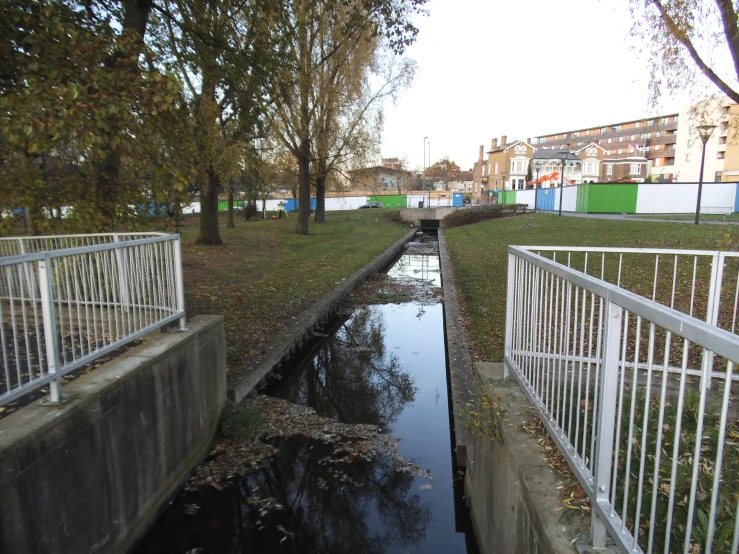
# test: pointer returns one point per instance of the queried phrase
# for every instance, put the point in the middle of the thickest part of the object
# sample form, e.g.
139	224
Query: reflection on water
417	266
354	378
317	506
385	365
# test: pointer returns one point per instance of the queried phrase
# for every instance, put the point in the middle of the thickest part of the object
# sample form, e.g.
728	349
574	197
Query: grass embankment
265	274
479	255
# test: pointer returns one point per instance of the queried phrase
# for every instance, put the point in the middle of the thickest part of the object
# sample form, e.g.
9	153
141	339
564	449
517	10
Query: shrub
482	212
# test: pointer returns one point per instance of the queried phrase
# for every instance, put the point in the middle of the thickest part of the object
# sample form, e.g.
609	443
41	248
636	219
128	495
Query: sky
519	68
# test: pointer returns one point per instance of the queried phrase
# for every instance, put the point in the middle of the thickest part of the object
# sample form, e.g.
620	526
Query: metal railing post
712	310
606	421
179	281
509	310
122	272
46	287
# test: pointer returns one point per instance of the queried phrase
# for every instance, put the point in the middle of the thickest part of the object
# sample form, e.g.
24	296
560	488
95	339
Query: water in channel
385	365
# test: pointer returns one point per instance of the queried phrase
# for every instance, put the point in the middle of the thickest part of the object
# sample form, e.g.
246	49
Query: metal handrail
62	309
577	344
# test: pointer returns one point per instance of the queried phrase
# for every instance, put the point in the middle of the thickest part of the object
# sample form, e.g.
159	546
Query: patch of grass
483	212
479	254
265	274
240	419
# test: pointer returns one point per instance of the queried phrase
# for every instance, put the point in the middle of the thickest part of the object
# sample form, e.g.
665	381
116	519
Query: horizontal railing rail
62	309
622	383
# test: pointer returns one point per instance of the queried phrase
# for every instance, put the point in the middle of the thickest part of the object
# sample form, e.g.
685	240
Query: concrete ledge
279	349
90	475
415	215
461	379
514	502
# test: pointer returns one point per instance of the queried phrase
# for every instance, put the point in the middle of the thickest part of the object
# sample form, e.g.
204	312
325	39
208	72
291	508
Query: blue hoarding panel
545	199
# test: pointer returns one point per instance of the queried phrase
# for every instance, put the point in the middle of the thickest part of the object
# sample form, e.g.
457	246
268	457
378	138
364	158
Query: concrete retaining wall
90	475
514	504
279	349
415	215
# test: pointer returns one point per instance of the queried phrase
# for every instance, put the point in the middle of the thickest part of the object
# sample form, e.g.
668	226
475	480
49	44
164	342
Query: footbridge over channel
425	218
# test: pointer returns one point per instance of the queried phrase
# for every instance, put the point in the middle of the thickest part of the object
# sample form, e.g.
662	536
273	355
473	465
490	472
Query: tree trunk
304	187
209	231
229	214
320	216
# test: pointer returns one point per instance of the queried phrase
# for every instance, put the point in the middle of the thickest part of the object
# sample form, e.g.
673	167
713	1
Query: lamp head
705	131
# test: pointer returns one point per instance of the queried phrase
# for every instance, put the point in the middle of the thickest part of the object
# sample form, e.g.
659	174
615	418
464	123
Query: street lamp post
423	183
538	164
704	131
562	157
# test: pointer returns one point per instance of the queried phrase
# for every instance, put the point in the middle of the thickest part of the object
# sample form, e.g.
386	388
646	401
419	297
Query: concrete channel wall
91	475
280	349
512	494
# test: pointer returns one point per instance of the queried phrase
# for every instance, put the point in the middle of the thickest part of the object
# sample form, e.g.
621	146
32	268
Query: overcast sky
488	68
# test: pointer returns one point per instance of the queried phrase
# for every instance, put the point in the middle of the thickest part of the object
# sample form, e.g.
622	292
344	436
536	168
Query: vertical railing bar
719	457
588	404
598	365
619	415
658	446
179	282
47	309
612	323
22	290
13	326
582	361
736	302
573	362
645	426
696	460
35	301
676	445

○ ○ ○

- _Exercise description_: Set down the entries shown above once more, exactly as they read, but without pictures.

- _Solution to the exercise_:
# test: pointer returns one point per instance of the queried phrase
# for every instance, put the point in the middle of the thickest part of the object
# sample form, e.g.
139	224
Query: reflection on water
417	266
354	378
317	506
385	365
# test: pointer returns one point per instance of the queried phrase
# for every instance, put the point in the middle of the thickest part of the object
# sample form, e.g.
728	349
574	197
Query: grass embankment
265	274
479	255
# test: pointer returns one point per instance of the queried phrase
# for every instance, put the point in the middle of the thickest part of the object
# sample form, e.g.
9	153
141	339
564	449
517	10
Query: shrub
482	212
# test: pointer returns one point per instance of the queried phrase
# for every instance, put the point in the middle of the thickest part of the object
# sample form, e.g.
609	443
41	248
636	219
128	495
Query: sky
519	68
# test: pointer returns one point per instance of the queried phrase
# for every instance, put the point in the middle of the thickest part of the object
# sample form, e.g.
620	526
Query: metal railing post
712	310
606	421
179	281
509	310
122	272
46	287
# test: pointer returns one point per instance of the queried phrase
# for every instance, put the point in the middle of the thickest part of the object
# sample form, e.g.
24	296
560	488
95	339
Query: water in channel
385	365
# test: pointer returns one point per instance of the queried phrase
# for every instance, put the point in the middle of the thickest part of the object
# sample form, e.g.
246	49
Query: metal handrail
62	309
577	344
# test: pointer returns one point per instance of the queried phrase
# for every instance, put the point in the middle of the thickest part of the object
# sample form, e.g.
159	546
Query: patch of grass
483	212
479	254
265	274
240	419
# test: pointer returns one point per instance of the queried phrase
# for every instance, put the point in the middle of the thickest part of the object
# sample form, e.g.
665	381
116	519
Query: horizontal railing rail
62	309
622	383
# test: pointer returns one point per instance of the queried phrase
# for every instance, put the point in the middle of the thickest part of the object
# sample form, e.g.
685	240
Query: concrete ledge
279	349
90	475
415	215
461	379
514	502
# test: pointer returns one point per instance of the queried phrase
# for every instance, put the point in the middle of the thickest part of the object
# sample form, e.g.
204	312
325	39
208	72
291	508
Query: blue hoarding panel
545	199
# test: pointer returns one point per instance of the queried phrase
# for every instance, put the point in the middle of the thickest part of the object
# sample form, e.g.
457	246
268	457
378	138
364	158
Query: concrete retaining wall
90	475
514	504
279	349
415	215
# test: pointer returns one point per instance of the queried phrase
# for every instance, put the point in the middle of the thickest part of the object
# sample form, e.g.
668	226
475	480
49	44
164	342
Query: footbridge over channel
425	218
# test: pointer returns one point per instance of the queried phrase
# for every instance, put the point in the middle of the thickest part of the object
# sample form, e.g.
662	536
273	355
473	465
490	472
Query: tree trunk
304	187
209	231
229	214
320	216
# test: pointer returns one point per instance of the queried phrase
# for every instance, put the point in the middle of the thickest part of the object
# sample form, e.g.
673	167
713	1
Query: lamp head
705	131
# test: pointer returns one point per instance of the queried phrase
# for every instance, put the point in the middle of the thickest part of the object
# sample form, e.g.
659	174
615	418
464	123
Query: street lamp post
423	183
538	164
704	131
562	157
# test: pointer returns one point per instance of the queried phrase
# for every instance, put the point in the middle of the thickest part of the object
# sample form, e.g.
386	388
646	401
419	297
Query: concrete channel wall
91	475
280	349
512	494
# test: pointer returns one point per instance of the queried phrase
# for every instance, put the point in the middle of the thickest part of the object
# sample form, e.g.
621	146
32	268
Query: overcast sky
488	68
# test: pointer returns one point per instance of the queried phrase
# for every instance, put the point in the middle of the thickest part of the object
# sample form, e.g.
622	292
344	436
536	168
Query: vertical railing bar
719	457
588	404
598	365
619	415
658	446
179	282
47	309
612	323
22	290
13	326
582	361
736	302
573	362
645	426
696	460
35	301
676	445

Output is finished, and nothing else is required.